Work instruction 1 »
According to the tornado news story, how were the two men in Swoope killed?
Work instruction 2 »
List every location named in the body of the tornado news story, including the county, community, road and hospital.
Work instruction 3 »
Carry on the tornado news story from its final sentence.

Passage to read »
━━━━━━━━━━━━━━━━━━━━━━━━━━━━━━

ROANOKE TIMES

                         Roanoke Times
                 Copyright (c) 1995, Landmark Communications, Inc.

DATE: SATURDAY, May 5, 1990                   TAG: 9005050299
SECTION: VIRGINIA                    PAGE: A1   EDITION: METRO 
SOURCE: RON BROWN and TRACY VAN MOORLEHEM STAFF WRITERS
DATELINE:                                 LENGTH: Medium


TWO PEOPLE WERE KILLED AND AT LEAST 10 INJURED

Two people were killed and at least 10 injured as a tornado reportedly touched down in southwest Augusta County Friday night.

A nursing supervisor at Waynesboro Community Hospital reported that two men were killed in a mobile home in Swoope as high winds and rain ripped through several rural residential communities.

Bob Riley, a resident of Swoope, said two men were killed when two separate trailers blew apart on Virginia 707.

One of the men, identified as Pete Strickler, was in a single-wide mobile home with his wife and two children when the storm hit.

"It just tore it to smithereens," Riley said. Bits of the trailer were blown about a mile away.

Strickler's wife and two children were taken to the hospital, according to Riley, who lives next to the trailers.

━━━━━━━━━━━━━━━━━━━━━━━━━━━━━━

Extracted data »
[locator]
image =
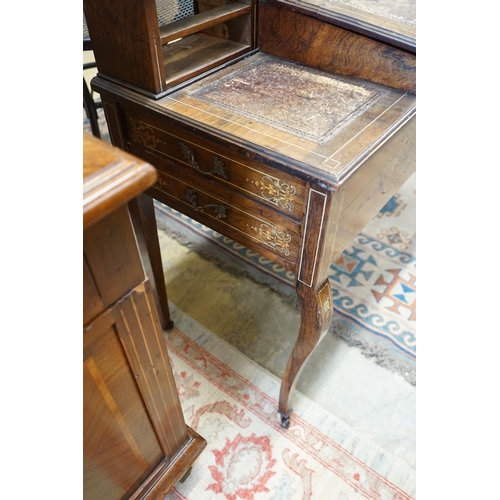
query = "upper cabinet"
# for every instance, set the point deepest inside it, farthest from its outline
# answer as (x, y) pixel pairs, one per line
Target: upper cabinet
(156, 45)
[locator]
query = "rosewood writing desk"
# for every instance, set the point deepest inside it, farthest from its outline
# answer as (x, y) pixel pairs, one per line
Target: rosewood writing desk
(135, 441)
(289, 146)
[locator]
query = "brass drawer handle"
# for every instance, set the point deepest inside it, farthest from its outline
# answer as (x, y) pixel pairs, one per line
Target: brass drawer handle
(192, 197)
(219, 167)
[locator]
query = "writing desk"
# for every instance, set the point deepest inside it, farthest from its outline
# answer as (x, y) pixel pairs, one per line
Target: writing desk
(290, 150)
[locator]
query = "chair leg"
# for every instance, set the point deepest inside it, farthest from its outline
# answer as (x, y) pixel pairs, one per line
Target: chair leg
(89, 105)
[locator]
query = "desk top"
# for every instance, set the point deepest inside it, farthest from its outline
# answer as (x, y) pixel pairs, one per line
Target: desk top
(111, 178)
(327, 122)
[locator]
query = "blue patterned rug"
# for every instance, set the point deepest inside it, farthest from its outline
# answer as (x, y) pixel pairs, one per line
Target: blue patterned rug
(373, 281)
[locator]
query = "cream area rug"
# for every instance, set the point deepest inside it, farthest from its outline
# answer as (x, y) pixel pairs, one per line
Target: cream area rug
(230, 401)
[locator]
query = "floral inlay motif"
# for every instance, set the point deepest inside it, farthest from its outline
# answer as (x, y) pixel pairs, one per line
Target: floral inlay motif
(143, 134)
(277, 192)
(243, 467)
(270, 236)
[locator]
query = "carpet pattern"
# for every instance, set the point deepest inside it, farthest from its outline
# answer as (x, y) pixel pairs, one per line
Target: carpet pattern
(373, 281)
(227, 399)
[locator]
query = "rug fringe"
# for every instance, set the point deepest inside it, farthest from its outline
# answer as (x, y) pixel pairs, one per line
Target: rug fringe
(338, 327)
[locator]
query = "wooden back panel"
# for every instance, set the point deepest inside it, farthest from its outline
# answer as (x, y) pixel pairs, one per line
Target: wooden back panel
(127, 31)
(297, 37)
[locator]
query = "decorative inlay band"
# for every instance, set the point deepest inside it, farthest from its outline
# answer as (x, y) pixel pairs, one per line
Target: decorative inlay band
(219, 167)
(274, 191)
(192, 197)
(270, 236)
(144, 134)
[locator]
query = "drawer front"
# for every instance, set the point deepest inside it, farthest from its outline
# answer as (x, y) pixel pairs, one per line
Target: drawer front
(261, 182)
(242, 219)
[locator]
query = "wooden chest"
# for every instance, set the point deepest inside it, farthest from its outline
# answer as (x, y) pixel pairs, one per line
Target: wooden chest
(135, 440)
(289, 146)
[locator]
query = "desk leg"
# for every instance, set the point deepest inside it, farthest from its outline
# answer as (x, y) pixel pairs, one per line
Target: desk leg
(143, 217)
(315, 318)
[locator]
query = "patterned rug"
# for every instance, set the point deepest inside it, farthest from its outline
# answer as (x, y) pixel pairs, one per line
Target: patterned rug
(373, 281)
(227, 399)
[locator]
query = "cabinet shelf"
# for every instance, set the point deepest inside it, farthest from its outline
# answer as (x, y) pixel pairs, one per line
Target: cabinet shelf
(194, 54)
(204, 20)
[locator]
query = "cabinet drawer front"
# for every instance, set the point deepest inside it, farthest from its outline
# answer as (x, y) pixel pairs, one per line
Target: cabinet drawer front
(252, 224)
(261, 182)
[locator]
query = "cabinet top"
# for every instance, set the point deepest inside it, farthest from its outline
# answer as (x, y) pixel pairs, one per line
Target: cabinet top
(111, 178)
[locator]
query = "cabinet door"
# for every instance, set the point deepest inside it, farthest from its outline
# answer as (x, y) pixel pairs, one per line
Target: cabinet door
(120, 445)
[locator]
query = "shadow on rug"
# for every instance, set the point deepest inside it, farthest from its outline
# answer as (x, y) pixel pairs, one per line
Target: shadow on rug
(373, 281)
(230, 401)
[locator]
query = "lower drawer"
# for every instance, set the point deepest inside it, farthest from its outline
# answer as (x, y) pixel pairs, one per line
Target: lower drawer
(246, 221)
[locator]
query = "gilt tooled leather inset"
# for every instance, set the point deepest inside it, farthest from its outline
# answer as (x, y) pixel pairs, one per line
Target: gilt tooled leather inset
(310, 104)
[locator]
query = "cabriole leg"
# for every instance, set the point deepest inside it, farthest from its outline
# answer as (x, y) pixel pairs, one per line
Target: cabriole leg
(315, 318)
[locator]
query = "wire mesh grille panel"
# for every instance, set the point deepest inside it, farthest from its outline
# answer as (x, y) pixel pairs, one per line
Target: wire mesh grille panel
(168, 11)
(172, 10)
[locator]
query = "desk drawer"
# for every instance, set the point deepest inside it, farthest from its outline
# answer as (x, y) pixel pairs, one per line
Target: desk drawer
(242, 219)
(261, 182)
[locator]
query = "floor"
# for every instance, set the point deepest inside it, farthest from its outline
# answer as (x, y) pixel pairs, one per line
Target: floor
(369, 398)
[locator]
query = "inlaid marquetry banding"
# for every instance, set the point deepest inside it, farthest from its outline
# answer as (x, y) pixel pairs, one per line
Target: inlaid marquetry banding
(161, 415)
(303, 275)
(355, 136)
(276, 191)
(271, 237)
(158, 333)
(114, 125)
(99, 381)
(272, 189)
(265, 232)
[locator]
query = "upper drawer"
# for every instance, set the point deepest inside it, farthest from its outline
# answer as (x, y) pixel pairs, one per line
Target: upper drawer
(261, 182)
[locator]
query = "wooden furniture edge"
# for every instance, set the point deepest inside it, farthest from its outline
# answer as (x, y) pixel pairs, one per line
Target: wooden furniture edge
(170, 471)
(111, 179)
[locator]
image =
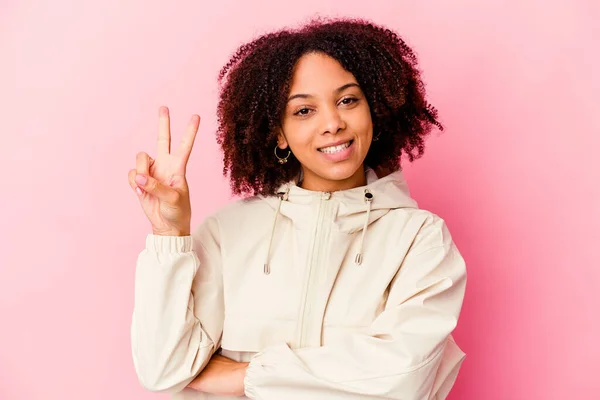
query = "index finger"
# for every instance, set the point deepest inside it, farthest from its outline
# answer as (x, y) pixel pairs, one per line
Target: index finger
(185, 148)
(164, 131)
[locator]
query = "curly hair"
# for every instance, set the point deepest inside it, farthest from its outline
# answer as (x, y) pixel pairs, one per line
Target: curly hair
(255, 84)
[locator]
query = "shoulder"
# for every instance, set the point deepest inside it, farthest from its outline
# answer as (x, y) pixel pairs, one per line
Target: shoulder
(238, 215)
(428, 229)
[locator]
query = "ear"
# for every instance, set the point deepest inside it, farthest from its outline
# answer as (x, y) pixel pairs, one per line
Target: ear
(281, 140)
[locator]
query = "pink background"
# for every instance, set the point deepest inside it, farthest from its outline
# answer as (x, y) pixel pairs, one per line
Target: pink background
(516, 175)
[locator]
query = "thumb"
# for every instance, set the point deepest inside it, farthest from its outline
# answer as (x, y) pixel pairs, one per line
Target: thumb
(155, 188)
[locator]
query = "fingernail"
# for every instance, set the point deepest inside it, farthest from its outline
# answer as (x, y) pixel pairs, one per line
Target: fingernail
(141, 180)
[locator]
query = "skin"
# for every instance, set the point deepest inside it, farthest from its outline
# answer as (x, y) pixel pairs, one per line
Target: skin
(326, 105)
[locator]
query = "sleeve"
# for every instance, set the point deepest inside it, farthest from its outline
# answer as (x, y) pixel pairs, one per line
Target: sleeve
(408, 352)
(178, 312)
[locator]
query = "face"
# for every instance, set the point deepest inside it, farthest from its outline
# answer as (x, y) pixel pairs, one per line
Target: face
(326, 124)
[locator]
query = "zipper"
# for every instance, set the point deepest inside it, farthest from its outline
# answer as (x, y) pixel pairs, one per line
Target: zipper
(315, 259)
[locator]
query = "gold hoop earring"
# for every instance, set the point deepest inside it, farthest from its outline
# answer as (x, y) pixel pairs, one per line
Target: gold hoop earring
(284, 159)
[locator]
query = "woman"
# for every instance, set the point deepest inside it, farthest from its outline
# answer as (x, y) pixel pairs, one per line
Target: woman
(326, 281)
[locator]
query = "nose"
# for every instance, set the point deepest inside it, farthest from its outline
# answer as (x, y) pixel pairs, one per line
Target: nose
(332, 121)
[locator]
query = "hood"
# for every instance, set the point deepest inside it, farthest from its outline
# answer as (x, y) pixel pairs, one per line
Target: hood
(354, 209)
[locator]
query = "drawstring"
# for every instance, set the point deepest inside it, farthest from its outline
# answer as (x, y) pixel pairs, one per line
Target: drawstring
(282, 196)
(368, 200)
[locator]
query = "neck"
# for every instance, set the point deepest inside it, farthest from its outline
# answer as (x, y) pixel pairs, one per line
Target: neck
(314, 182)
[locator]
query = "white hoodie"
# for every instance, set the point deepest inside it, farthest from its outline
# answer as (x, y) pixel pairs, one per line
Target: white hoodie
(327, 295)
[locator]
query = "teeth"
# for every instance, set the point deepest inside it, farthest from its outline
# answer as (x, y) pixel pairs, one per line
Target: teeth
(335, 149)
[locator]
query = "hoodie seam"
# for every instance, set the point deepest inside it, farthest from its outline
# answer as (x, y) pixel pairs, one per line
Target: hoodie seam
(406, 372)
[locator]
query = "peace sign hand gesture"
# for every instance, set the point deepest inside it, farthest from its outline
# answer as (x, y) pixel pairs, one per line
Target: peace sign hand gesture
(160, 183)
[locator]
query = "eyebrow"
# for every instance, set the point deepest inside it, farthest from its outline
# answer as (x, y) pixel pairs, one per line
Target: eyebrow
(338, 90)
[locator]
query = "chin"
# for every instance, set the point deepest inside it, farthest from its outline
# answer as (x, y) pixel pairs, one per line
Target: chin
(339, 172)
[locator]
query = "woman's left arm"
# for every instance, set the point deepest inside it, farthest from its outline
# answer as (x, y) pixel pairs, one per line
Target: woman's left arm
(408, 353)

━━━━━━━━━━━━━━━━━━━━━━━━━━━━━━

Reply 1 »
They were killed when two separate trailers blew apart on Virginia 707 as high winds and rain ripped through rural residential communities.

Reply 2 »
- Augusta County
- Waynesboro Community Hospital
- Swoope
- Virginia 707

Reply 3 »
A second man, who was not identified, died after a camper parked near the Strickler mobile home blew away. A second man in the camper was taken to the hospital.

A nursing supervisor at King's Daughters' Hospital confirmed that two people were dead on arrival.

Firefighters from Craigsville and Augusta Springs reported extensive damage from the storm, which cut at least a 1-mile path in some areas.

King's Daughters' Hospital in Staunton reported seven injured people had been brought there. Waynesboro Community had treated three.

King's Daughters' Hospital was told to expect more injured as rescue workers continued their search for missing people. Firefighters reported that one large Baptist church in Craigsville was moved about 2 feet from its foundation.

Roofs had been twisted from several buildings and trees with trunks 3 or 4 feet thick were "broken like twigs," a firefighter said.

Power outages were reported in the Craigsville area.

An Augusta County Sheriff's Department dispatcher said the damage appeared to have occurred in a rural residential area in the corridor along Virginia 42 between Augusta Springs and Craigsville. A funnel cloud was reported at 7:22 p.m.

"I've never seen such force in my life," said Drew Campbell, a volunteer fireman in Craigsville. He estimated at least eight houses, two businesses and a church were damaged.

The area was littered with glass, tin, limbs and other debris.

Campbell said the roof was blown off one of the stores.

Bill Martin, another Craigsville fireman, said the storm cut a 1-mile-wide path for more than three miles near and through the Augusta Springs community. He said the tornado started at the peak of Little River Mountain before crossing a valley and going up another mountain to Swoope.

Martin said the storm leveled several buildings, including the Augusta Springs Volunteer Fire Department.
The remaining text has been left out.